• Assignment:
In the records below, find the line with "soybean field" and the line with "distant field"; return exactly those lines and every line between them.

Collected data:
[Start of Attachment]
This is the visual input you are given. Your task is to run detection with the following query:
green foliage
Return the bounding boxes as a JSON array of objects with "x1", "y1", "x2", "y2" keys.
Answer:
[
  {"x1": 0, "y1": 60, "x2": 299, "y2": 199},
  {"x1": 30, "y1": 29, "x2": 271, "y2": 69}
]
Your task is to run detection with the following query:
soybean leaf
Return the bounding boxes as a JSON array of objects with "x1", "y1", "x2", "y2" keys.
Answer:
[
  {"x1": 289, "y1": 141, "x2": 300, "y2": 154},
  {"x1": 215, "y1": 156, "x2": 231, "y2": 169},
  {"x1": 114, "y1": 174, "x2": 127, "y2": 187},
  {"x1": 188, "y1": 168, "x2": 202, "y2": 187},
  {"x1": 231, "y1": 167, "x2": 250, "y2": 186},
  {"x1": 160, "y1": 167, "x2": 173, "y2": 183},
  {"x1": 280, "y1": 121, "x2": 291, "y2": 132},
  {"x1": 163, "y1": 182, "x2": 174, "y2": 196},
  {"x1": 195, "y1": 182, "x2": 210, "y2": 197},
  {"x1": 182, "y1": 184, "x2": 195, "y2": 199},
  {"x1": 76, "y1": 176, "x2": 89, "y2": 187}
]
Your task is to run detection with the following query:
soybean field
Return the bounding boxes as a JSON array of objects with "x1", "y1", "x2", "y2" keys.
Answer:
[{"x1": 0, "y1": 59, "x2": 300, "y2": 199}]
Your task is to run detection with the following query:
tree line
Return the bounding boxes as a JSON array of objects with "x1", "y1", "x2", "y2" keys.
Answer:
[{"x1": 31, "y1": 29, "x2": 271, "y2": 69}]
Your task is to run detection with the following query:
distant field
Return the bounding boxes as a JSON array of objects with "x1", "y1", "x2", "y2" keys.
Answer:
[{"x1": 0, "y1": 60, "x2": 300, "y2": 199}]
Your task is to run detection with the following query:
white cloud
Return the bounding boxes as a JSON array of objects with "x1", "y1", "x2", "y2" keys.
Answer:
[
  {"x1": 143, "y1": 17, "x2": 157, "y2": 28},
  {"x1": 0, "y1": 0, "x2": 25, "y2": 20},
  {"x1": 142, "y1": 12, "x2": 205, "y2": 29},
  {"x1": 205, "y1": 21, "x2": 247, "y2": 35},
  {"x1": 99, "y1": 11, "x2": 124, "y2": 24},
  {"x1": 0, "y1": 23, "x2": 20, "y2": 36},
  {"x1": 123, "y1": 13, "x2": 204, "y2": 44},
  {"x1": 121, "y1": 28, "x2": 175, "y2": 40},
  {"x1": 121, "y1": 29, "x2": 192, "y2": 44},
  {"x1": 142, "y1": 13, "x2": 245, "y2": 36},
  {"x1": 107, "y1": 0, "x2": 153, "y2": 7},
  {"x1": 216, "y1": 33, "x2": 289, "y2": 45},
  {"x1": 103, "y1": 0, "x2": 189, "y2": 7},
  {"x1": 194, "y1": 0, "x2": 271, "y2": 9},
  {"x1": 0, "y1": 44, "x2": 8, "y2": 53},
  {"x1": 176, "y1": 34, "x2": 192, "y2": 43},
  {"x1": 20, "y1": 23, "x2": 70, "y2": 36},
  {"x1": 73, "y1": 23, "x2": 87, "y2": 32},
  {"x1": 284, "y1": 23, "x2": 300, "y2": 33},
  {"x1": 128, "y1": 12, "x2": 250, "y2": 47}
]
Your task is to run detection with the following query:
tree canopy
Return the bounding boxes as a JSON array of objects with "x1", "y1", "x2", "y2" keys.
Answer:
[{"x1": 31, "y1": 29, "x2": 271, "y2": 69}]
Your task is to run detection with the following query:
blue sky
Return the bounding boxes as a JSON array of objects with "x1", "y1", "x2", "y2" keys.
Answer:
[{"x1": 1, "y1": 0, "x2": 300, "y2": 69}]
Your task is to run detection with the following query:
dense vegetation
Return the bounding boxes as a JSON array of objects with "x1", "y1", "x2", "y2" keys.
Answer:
[End of Attachment]
• Reply to the exercise:
soybean field
Return the bounding boxes as a JSON array of objects with "x1", "y1", "x2", "y2" keys.
Answer:
[{"x1": 0, "y1": 59, "x2": 300, "y2": 199}]
Your task is to run detection with the following query:
tree line
Return the bounding boxes as a JSON array of objects with "x1", "y1", "x2", "y2" keys.
Answer:
[{"x1": 31, "y1": 29, "x2": 271, "y2": 69}]
Your task is to run detection with the following query:
distant field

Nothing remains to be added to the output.